DEV Community

Cover image for I Spent 3 Months Compressing AI Models So You Don't Have To – Here's What I Learned
Patel Darshit
Patel Darshit

Posted on

I Spent 3 Months Compressing AI Models So You Don't Have To – Here's What I Learned

TL;DR: Deployed 100+ AI models to edge devices. Discovered the hard way that manual optimization sucks. Built a tool to automate it. Sharing everything I learned.


The Problem Nobody Talks About

You spend weeks training the perfect computer vision model. 98% accuracy. Beautiful loss curves. Your team is celebrating.

Then someone asks: "Can we run this on a Jetson Nano?"

And suddenly, your 2GB PyTorch masterpiece becomes a 500MB problem.

This was me six months ago. I had a YOLOv8 model that needed to run on edge hardware for a robotics project. The model worked perfectly in the cloud. On a Jetson Nano? 12 FPS. Unusable.

I needed 30+ FPS for real-time detection.


The Manual Optimization Rabbit Hole

Here's what I tried first (spoiler: it was painful):

Attempt 1: TensorFlow Lite Conversion

import tensorflow as tf

converter = tf.lite.TFLiteConverter.from_saved_model(saved_model_dir)
converter.optimizations = [tf.lite.Optimize.DEFAULT]
tflite_model = converter.convert()

with open('model.tflite', 'wb') as f:
    f.write(tflite_model)

(Dataset rows showing where objects appear)
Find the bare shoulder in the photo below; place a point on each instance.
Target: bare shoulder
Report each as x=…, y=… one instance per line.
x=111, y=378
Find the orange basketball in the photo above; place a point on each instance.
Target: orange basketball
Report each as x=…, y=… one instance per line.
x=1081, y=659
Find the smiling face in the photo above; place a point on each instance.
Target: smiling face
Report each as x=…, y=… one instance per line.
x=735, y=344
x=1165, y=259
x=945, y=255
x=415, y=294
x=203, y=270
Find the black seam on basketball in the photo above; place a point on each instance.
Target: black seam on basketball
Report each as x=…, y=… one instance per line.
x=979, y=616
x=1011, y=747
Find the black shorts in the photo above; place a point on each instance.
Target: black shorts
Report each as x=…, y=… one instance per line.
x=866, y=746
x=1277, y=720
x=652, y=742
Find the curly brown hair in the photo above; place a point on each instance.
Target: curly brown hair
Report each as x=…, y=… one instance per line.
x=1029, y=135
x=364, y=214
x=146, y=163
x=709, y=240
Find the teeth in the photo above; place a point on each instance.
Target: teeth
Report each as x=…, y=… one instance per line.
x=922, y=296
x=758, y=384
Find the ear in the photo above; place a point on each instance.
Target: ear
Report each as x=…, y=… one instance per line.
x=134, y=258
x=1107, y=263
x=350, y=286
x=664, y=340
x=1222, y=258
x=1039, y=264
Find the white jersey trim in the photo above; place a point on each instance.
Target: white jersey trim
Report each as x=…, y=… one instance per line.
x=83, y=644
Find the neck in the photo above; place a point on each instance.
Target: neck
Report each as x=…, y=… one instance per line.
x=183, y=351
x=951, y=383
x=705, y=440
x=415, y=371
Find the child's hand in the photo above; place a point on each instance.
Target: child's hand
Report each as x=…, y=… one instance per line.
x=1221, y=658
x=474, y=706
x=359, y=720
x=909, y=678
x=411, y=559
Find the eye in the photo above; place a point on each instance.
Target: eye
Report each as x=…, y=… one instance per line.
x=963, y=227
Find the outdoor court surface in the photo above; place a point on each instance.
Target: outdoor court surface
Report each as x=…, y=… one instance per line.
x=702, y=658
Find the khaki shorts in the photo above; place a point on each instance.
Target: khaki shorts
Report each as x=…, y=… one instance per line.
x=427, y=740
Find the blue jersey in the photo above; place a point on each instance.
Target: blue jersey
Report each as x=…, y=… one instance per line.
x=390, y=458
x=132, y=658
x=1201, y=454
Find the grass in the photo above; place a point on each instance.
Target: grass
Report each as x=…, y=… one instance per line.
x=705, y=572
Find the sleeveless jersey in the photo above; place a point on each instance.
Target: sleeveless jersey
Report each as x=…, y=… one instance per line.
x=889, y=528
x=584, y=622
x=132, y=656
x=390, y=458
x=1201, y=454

● Required work
A: Retype the model-compression post above, starting with "Attempt 1: TensorFlow" and going on through "f.write(tflite_model)".
B: Answer these questions using the model-compression post above:
(i) How many AI models does the TL;DR say were deployed to edge devices?
(ii) What frame rate did the YOLOv8 model reach on a Jetson Nano?
(iii) What was the first optimization attempt described?
C: List every statement in the TL;DR of the model-compression post above.

● Written answers
A:
Attempt 1: TensorFlow Lite Conversion

import tensorflow as tf

converter = tf.lite.TFLiteConverter.from_saved_model(saved_model_dir)
converter.optimizations = [tf.lite.Optimize.DEFAULT]
tflite_model = converter.convert()

with open('model.tflite', 'wb') as f:
    f.write(tflite_model)

B:
(i) 100+
(ii) 12 FPS
(iii) TensorFlow Lite conversion

C:
- Deployed 100+ AI models to edge devices.
- Discovered the hard way that manual optimization sucks.
- Built a tool to automate it.
- Sharing everything I learned.